**Records for the task**
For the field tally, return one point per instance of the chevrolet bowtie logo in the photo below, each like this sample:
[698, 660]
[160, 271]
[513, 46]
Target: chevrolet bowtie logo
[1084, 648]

...

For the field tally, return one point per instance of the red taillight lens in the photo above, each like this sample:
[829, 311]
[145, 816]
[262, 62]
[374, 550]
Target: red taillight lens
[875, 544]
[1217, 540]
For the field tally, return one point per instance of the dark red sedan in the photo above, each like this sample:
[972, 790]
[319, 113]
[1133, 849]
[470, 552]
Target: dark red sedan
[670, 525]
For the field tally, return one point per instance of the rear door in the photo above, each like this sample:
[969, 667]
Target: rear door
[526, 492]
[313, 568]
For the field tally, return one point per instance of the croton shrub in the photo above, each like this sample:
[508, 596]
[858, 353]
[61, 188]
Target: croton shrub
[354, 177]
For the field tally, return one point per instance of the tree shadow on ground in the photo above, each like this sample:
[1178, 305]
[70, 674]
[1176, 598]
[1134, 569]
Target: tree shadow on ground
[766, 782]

**Exercise requirements**
Copy out verbatim the lines of the items from the line with "of the chevrolet" to the line with "[1084, 648]", including both of those lines.

**Final result**
For the field tally, return one point per instance of the chevrolet bowtie logo in the photo below, each like this sample:
[698, 660]
[160, 271]
[513, 46]
Target: chevrolet bowtie logo
[1084, 648]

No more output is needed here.